* [PROBLEMS TO SOLVE]
1: In the forum thread about getting a new female Chihuahua, what did the breeder email Constance about how the female is related to Rebel?
2: Pick up the forum thread about the new female Chihuahua at the point where it stops, and carry on writing it.

* [DOCUMENT SECTION]
++++++++
# I am getting a new female Chihuahua.



## Constance (Feb 3, 2008)

I have made contact with the registered breeder of her and we are going through the process of checking out her bloodlines with my male dog. We are in the very first stages of the process so I have little information, I will keep you updated as we go along, this is way too cool.


----------



## chibellaxo (Jul 6, 2008)

it sure is; congratulations!


----------



## Constance (Feb 3, 2008)

Thank you and I am excited as this breeder is the best and she really looks after people when they get one of her little ones.


----------



## LittleDogsRock (Aug 8, 2008)

Congratulations. What type of pup are you looking to bring into your family?


----------



## Rosiesmum (Oct 14, 2007)

Why does the breeder need to check the bloodlines out? What difference does it make?

Barbara


----------



## cocopuff (Mar 27, 2004)

Congrats on the new puppy!



Rosiesmum said:


> Why does the breeder need to check the bloodlines out? What difference does it make?
> 
> Barbara


Are you thinking of breeding her with your male?


----------



## Constance (Feb 3, 2008)

Hi everyone, I am wanting to breed her with my male and I have had a set back as the breeder emailed me that she is my Rebel's full sister. They are smooth coat Chihuahuas. The breeder is giving me the pick of Litter, from another lot of puppies to be born soon.


----------



## Rosiesmum (Oct 14, 2007)
++++++++
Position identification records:
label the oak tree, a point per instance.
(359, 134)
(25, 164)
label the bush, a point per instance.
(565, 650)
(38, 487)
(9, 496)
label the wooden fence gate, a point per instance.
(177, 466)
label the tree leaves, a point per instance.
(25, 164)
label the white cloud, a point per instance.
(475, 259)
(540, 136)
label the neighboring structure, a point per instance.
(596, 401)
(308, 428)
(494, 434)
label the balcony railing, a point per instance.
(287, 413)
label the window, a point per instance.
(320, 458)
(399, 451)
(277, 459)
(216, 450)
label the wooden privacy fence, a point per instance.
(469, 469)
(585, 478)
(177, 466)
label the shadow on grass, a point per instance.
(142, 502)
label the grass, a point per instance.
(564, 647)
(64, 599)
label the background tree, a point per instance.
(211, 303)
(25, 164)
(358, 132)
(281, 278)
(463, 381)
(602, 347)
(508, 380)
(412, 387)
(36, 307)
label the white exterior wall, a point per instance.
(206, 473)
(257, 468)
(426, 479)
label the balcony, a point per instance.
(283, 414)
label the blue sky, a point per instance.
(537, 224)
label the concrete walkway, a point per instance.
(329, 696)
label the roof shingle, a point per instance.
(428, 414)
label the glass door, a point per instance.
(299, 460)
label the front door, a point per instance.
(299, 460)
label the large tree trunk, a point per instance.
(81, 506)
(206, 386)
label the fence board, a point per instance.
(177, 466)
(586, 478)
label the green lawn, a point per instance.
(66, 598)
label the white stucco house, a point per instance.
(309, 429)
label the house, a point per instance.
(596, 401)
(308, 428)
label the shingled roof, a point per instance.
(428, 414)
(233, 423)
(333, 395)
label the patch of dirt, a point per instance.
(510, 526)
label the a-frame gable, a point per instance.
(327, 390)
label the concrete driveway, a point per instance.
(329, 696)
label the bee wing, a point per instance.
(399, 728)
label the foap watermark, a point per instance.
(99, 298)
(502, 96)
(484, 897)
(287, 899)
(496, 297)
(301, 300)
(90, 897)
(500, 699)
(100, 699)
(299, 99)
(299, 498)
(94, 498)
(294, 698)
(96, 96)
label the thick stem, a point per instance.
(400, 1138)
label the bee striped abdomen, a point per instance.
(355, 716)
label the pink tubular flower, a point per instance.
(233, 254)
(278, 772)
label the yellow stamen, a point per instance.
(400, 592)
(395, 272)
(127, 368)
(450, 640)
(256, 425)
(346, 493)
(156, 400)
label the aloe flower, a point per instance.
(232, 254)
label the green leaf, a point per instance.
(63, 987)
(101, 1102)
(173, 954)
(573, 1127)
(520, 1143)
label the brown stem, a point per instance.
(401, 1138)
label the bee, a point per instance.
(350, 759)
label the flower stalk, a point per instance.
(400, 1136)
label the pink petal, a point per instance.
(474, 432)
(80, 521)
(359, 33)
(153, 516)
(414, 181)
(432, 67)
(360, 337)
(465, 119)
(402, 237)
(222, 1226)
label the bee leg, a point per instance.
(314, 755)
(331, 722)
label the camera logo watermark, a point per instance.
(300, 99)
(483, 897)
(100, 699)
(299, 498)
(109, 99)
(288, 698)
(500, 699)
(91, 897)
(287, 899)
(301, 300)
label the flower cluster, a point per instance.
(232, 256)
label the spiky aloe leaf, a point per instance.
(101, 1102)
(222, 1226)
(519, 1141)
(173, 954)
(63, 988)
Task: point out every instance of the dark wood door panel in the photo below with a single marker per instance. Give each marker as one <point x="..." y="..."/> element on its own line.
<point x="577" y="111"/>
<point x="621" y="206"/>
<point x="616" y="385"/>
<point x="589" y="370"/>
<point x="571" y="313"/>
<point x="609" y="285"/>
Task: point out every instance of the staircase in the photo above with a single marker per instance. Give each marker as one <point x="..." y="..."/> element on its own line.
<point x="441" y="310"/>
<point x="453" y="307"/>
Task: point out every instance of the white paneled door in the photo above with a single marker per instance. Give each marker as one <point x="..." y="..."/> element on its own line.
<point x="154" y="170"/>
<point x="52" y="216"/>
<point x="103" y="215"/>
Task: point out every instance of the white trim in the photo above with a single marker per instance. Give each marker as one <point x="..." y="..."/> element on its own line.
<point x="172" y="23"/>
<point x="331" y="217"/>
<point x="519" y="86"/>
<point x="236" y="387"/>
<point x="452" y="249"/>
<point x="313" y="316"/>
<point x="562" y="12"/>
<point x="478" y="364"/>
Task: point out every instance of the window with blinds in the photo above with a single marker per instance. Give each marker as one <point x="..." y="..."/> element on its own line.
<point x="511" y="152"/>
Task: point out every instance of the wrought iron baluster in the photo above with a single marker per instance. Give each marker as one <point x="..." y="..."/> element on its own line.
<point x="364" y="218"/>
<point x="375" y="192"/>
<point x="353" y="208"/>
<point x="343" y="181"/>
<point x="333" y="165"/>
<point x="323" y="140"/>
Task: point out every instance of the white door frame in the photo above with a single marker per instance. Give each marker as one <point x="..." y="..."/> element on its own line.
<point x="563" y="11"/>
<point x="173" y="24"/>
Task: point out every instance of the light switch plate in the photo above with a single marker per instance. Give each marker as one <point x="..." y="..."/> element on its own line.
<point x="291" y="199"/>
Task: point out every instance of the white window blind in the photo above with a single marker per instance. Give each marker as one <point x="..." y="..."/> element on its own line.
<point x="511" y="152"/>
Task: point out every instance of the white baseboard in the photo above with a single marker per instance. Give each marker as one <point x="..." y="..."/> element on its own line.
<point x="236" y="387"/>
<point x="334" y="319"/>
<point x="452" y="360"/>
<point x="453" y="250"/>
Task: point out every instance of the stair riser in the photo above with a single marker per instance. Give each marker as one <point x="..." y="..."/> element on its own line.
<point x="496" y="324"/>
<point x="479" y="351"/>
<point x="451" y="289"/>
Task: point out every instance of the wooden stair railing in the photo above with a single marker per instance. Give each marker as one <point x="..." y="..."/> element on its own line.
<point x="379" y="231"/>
++++++++
* [ANSWERS TO THE TASKS]
1: The breeder said she is Rebel's full sister.

2:
SMENG said:


> Hi everyone, I am wanting to breed her with my male and I have had a set back as the breeder emailed me that she is my Rebel's full sister. They are smooth coat Chihuahuas. The breeder is giving me the pick of Litter, from another lot of puppies to be born soon.


I know nothing about good breeding practice, but wouldn't it be wiser (especially if you are an inexperienced breeder) to buy a bitch puppy of good quality then find an excellent stud dog to compliment her?

I can understand ( I think!) you breeding like this if your male has been shown and has been acknowledged as being of sound and excellent type. So maybe that is the case


----------



## chibellaxo (Jul 6, 2008)

Rosiesmum said:


> I know nothing about good breeding practice, but wouldn't it be wiser (especially if you are an inexperienced breeder) to buy a bitch puppy of good quality then find an excellent stud dog to compliment her?
> 
> I can understand ( I think!) you breeding like this if your male has been shown and has been acknowledged as being of sound and excellent type. So maybe that is the case


im confused--i thought this female she is getting is of "good" quality (i.e meets/exceeds standards, from long lived lines, health tested parents, ect)..and so is your male ( even if he was never shown).


----------



## Rosiesmum (Oct 14, 2007)

chibellaxo said:


> im confused--i thought this female she is getting is of "good" quality (i.e meets/exceeds standards, from long lived lines, health tested parents, ect)..and so is your male ( even if he was never shown).


It seems odd that people would buy a male Chihuahua then buy in a bitch puppy with the intention of it as a suitable mate for it when she matures 
No matter how good the breeding, she might not grow big enough to breed from or develop a fault or temperament issue that makes it unwise. What then? Buy another one?

Just a bit confusing to me. Maybe an experienced breeder could explain?


----------



## ki ki lou (Mar 12, 2008)

congratulations !


----------



## OrchardLane (Aug 30, 2008)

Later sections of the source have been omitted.